§ SHORT PROBLEM
Starting at the line below that contains "TARGET: water surface", print each line through the end of the records exactly as it appears.

§ DATA FOR THIS TASK
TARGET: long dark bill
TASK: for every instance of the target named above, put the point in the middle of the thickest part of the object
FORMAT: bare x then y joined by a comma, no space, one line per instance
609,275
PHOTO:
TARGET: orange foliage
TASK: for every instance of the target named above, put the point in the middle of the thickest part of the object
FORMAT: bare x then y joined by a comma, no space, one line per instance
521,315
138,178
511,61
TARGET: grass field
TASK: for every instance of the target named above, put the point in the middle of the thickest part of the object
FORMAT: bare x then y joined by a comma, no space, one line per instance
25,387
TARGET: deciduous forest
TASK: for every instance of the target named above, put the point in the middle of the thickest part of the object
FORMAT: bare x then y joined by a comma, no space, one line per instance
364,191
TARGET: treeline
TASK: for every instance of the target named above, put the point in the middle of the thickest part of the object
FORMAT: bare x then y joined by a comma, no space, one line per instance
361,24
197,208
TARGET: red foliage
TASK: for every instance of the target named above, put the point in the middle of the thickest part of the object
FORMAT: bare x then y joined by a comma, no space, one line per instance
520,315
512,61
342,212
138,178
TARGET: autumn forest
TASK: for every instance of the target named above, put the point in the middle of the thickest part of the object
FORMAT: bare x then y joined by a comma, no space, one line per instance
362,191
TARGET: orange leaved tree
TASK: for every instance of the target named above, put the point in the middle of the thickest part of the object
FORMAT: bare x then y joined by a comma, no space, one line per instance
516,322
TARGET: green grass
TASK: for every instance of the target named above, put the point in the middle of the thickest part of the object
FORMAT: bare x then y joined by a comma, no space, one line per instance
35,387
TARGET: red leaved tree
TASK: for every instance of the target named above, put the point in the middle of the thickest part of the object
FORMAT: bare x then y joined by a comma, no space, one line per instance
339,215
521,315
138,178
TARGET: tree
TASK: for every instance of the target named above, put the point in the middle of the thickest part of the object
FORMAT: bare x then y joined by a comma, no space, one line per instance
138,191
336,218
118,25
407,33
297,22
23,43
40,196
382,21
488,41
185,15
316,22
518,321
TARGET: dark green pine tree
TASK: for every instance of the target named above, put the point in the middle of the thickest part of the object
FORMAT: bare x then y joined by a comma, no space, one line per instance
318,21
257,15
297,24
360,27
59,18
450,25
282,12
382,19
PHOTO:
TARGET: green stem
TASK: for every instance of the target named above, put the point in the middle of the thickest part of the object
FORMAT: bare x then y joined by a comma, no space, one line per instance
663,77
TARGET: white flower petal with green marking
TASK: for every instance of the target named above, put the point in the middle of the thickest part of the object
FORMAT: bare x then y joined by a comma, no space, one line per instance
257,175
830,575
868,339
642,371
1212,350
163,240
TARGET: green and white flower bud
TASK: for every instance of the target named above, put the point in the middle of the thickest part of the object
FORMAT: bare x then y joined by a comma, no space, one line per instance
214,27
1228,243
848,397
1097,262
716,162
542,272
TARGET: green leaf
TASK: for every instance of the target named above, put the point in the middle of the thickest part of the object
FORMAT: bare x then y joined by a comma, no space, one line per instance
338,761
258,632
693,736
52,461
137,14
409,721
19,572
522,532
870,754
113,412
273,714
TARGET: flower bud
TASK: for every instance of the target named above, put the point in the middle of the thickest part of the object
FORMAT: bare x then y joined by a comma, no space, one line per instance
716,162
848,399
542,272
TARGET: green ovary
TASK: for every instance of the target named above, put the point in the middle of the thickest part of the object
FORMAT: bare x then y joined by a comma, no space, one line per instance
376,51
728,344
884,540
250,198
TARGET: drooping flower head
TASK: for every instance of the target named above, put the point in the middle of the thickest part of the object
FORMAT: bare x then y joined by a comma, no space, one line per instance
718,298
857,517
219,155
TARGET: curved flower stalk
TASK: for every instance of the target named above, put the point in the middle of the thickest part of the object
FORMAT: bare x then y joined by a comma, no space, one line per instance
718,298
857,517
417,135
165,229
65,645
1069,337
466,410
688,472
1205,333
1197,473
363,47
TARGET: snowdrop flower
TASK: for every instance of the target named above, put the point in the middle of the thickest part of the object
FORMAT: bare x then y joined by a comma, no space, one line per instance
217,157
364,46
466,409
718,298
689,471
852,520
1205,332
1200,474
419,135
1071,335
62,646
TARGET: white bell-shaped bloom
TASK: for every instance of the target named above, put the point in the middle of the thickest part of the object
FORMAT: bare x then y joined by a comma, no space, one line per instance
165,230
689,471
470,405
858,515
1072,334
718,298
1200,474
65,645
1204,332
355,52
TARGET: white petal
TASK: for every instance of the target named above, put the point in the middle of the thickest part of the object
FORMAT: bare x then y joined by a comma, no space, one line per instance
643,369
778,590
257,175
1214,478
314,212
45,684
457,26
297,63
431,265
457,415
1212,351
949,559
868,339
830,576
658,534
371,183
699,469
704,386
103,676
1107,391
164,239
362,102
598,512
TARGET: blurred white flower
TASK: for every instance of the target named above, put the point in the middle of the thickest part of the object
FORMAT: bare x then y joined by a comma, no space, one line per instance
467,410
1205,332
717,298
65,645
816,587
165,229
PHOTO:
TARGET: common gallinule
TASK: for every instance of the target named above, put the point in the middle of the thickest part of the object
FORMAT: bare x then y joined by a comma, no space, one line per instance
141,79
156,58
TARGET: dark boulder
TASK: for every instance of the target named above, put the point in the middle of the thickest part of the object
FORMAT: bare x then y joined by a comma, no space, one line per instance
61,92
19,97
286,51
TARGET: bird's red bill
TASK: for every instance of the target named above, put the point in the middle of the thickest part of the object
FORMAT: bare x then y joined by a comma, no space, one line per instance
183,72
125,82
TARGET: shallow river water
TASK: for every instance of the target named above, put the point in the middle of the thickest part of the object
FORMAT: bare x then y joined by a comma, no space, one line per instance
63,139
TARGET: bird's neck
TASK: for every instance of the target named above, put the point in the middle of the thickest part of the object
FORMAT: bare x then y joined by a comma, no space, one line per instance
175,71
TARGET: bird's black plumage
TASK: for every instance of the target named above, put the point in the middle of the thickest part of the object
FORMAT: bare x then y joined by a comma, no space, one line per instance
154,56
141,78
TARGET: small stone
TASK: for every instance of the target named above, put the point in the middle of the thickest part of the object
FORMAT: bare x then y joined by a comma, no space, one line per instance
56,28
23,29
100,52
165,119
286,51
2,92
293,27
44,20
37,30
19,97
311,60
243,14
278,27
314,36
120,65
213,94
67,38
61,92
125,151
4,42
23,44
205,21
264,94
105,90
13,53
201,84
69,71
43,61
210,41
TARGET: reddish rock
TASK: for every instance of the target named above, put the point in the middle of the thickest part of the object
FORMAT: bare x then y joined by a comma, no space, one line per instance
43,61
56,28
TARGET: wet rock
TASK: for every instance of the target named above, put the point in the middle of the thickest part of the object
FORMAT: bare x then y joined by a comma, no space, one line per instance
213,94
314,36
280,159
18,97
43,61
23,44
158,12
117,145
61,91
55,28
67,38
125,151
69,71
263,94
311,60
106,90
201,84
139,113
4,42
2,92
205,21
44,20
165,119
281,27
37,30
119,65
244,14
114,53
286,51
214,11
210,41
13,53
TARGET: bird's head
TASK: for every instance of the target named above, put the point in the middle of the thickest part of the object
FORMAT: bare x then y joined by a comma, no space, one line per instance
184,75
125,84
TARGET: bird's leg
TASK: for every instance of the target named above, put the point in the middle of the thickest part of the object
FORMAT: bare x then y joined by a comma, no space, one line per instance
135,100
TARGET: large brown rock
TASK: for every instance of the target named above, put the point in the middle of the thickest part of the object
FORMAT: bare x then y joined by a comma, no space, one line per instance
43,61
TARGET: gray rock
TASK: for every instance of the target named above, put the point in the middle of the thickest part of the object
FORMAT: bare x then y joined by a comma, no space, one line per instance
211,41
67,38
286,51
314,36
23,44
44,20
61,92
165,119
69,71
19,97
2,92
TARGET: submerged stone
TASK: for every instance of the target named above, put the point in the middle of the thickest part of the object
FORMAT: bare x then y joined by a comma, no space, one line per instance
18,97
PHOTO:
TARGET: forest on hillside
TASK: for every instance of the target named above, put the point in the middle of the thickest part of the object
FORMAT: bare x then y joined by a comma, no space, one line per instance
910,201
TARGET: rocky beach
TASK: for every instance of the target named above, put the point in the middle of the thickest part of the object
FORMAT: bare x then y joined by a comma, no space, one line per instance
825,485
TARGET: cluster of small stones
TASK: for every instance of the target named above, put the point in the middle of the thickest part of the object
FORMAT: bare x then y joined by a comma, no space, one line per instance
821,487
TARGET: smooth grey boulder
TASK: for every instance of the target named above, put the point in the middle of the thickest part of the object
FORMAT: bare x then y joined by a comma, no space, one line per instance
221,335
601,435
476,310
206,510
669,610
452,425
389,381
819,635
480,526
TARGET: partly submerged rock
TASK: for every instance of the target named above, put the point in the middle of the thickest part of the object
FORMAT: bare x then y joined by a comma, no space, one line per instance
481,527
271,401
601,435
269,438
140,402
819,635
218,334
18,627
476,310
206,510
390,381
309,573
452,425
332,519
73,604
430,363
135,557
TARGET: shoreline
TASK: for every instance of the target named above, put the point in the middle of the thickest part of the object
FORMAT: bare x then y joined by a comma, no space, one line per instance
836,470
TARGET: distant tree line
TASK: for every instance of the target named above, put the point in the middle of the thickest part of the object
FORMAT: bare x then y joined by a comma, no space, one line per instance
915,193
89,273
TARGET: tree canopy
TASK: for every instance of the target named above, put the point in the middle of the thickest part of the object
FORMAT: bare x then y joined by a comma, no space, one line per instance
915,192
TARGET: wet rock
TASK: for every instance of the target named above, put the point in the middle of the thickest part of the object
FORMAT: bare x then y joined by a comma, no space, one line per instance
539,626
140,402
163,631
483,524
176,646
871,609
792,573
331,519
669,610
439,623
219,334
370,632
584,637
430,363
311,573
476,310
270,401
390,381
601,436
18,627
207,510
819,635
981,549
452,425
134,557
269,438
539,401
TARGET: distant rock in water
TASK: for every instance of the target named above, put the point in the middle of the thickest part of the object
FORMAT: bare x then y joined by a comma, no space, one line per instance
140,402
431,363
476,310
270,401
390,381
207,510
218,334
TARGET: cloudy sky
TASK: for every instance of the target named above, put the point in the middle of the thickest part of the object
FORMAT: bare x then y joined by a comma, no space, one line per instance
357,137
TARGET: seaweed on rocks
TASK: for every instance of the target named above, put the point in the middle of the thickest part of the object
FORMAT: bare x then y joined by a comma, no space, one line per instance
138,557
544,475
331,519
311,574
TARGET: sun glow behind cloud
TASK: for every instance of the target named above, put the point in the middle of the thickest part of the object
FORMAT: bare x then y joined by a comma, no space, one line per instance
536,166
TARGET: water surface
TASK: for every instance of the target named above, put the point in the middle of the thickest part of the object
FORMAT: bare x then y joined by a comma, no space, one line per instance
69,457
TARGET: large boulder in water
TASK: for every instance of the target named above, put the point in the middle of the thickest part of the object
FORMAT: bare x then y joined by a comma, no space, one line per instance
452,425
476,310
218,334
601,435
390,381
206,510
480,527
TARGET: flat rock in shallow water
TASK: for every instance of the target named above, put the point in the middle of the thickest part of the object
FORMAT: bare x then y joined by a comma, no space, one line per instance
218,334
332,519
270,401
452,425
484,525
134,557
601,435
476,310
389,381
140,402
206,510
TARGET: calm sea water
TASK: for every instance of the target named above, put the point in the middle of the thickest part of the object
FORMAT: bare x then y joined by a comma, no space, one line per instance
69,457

§ RESULT
TARGET: water surface
TASK: for every instance of the target named above, put the point in the middle of the thickest part of the object
FORMAT: bare x then y joined by a comma, no space, one line per instance
69,457
TARGET: large boulder in water
TASK: for every instance of the target named above, put the point in the middle of the thickest part of the object
FORMAT: bare x then y joined by a comma, no space, one line per instance
452,425
476,310
218,334
601,435
390,381
206,510
480,527
TARGET: flat rock in shallow water
TASK: for every instance of the target named above, put the point in the middle of the thickest part of the object
FORMAT: bare x then y joined by a comma, no space, one line per instance
218,334
332,519
270,401
452,425
484,525
134,557
601,435
476,310
389,381
140,402
206,510
TARGET: calm sea water
TASK: for every instance of the target named above, put the point in the middle of the thickest part of the object
FORMAT: bare x then y joined by a comma, no space, one line per instance
69,457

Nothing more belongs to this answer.